In sailuh/kaiaulu: Kaiaulu

rm(list = ls())
seed <- 1
set.seed(seed)

require(kaiaulu)
require(data.table)
require(knitr, quietly = T)
require(jsonlite)
require(gt)

Introduction

This Notebook showcases how to obtain JIRA issues and comments using Kaiaulu with and without authentication. We also demonstrate how you can use the refresher capability: I.e. by calling the function again, Kaiaulu will only download more recent data in a folder, provided this folder issues were also obtained with the refresh function. This is useful for server-side deployment, in combination with CRON jobs, but can also be used locally to just get more recent data conveniently.

While you have flexibility in choosing what type of fields should be included on the downloader JSON data, bear in mind only the default fields specified on the downloaders are available on the parser. These, however, are easily extensible.

Project Configuration File and Setup

In this notebook, we will obtain data from the JIRA issue tracker. We will demonstrate it on Kaiaulu JIRA sandbox. Refer to the conf/ folder on Kaiaulu's git repository for Geronimo and other project configuration files. Using a different project configuration file should only require changing the path for the configuration, provided they do not require different authentication files.

You should also have the folder structure created on your computer manually. Specifically, in the "issues" and "issue_comments" fields, you should specify the folder path where the data will be saved. We recommend you adopt the convention adopted in Kaiaulu if you are collaborating with others, as other sections of the configuration file used in other Notebooks will also adopt this overall structure.

In general, projects such as Apache Software Foundation do not require authentication to obtain issue data. Authentication is only required to obtain more sensitive data. If you are using the Kaiaulu tool for an internal JIRA account, however, authentication may be useful for you. The free version of JIRA (e.g. https://sailuh.atlassian.net/) used in this Notebook also requires authentication. In the case of the free JIRA version, your API username is your account e-mail, and your password is an API token you create. We explain how to load your username and password below.

To try out this Notebook, try the geronimo configuration file, and follow along the instructions below on how to remove the authentication parameters required for Kaiaulu.

First, we will load the Kaiaulu configuration file:

conf <- parse_config("../conf/kaiaulu.yml")

Data section -
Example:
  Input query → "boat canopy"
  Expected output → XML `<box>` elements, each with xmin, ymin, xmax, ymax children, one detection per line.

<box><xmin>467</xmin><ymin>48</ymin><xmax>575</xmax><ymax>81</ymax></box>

Task instructions -
1. Write out the part of the Kaiaulu notebook starting at "While you have" and ending at "are easily extensible.".
2. Using the Kaiaulu notebook, decide whether each statement agrees with it, answering yes or no and quoting the deciding words: (a) The free version of JIRA used in the notebook requires authentication. (b) Kaiaulu creates the needed folder structure on your computer automatically. (c) Every field you choose to include in the downloader JSON data is available on the parser.

Final answers -
1.
While you have flexibility in choosing what type of fields should be included on the downloader JSON data, bear in mind only the default fields specified on the downloaders are available on the parser. These, however, are easily extensible.

2.
(a) Yes: "The free version of JIRA (e.g. https://sailuh.atlassian.net/) used in this Notebook also requires authentication."
(b) No: "You should also have the folder structure created on your computer manually."
(c) No: "bear in mind only the default fields specified on the downloaders are available on the parser."